**Task goal**
Please collect every line of the material below that contains the word "green".

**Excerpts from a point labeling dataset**
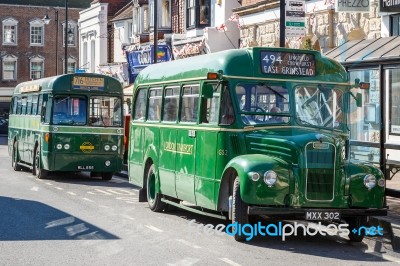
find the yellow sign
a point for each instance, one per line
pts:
(87, 147)
(88, 81)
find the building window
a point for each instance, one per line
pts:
(191, 19)
(165, 14)
(395, 25)
(198, 13)
(37, 68)
(9, 68)
(71, 32)
(71, 66)
(37, 32)
(10, 31)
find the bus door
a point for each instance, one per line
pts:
(186, 144)
(168, 141)
(206, 143)
(136, 139)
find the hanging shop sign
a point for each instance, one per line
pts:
(352, 5)
(389, 5)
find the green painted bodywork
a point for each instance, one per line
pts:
(219, 153)
(29, 131)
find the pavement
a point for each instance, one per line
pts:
(389, 243)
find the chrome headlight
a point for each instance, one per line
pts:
(254, 176)
(270, 178)
(370, 181)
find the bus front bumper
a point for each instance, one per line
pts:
(314, 214)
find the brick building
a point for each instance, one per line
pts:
(28, 45)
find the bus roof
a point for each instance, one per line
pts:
(67, 83)
(238, 63)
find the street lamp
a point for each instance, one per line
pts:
(46, 21)
(66, 39)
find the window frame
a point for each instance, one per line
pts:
(37, 23)
(36, 60)
(196, 8)
(7, 59)
(10, 22)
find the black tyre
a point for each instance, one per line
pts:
(106, 176)
(169, 207)
(37, 169)
(153, 197)
(355, 223)
(239, 210)
(15, 159)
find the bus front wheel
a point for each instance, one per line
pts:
(15, 164)
(106, 176)
(153, 197)
(239, 211)
(356, 235)
(37, 169)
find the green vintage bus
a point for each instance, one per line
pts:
(71, 122)
(246, 132)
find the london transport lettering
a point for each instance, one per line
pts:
(285, 63)
(180, 147)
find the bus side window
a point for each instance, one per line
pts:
(140, 104)
(190, 103)
(154, 111)
(15, 104)
(29, 105)
(210, 106)
(34, 104)
(19, 105)
(171, 101)
(40, 105)
(23, 105)
(227, 114)
(47, 104)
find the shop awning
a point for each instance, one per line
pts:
(368, 50)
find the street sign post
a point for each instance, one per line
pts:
(295, 18)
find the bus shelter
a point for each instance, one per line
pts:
(375, 128)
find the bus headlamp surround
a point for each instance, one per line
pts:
(270, 178)
(370, 181)
(254, 176)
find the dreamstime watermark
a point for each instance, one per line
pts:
(282, 230)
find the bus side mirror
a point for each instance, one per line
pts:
(357, 98)
(208, 91)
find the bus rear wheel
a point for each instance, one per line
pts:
(153, 197)
(106, 176)
(239, 210)
(37, 169)
(14, 163)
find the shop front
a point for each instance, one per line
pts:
(374, 128)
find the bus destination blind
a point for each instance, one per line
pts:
(287, 63)
(88, 83)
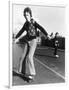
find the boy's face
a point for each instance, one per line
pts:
(27, 16)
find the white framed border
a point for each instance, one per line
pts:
(11, 27)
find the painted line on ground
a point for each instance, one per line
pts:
(58, 74)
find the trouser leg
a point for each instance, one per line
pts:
(32, 48)
(22, 67)
(55, 52)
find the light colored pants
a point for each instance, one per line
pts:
(28, 62)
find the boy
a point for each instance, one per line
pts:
(30, 39)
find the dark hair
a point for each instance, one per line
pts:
(27, 9)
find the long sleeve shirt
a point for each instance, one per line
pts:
(31, 29)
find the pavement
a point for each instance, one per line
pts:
(48, 68)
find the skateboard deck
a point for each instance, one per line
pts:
(23, 76)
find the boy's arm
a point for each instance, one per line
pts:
(41, 28)
(20, 32)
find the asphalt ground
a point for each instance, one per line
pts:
(48, 68)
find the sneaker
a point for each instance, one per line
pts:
(31, 77)
(57, 56)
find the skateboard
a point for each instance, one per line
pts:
(23, 76)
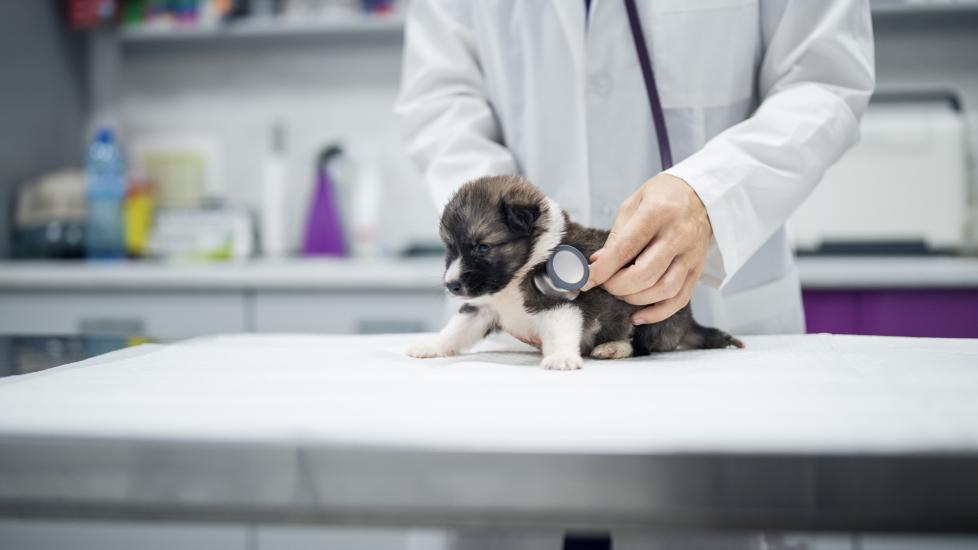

**Output**
find the green painted bodywork
find the green vintage bus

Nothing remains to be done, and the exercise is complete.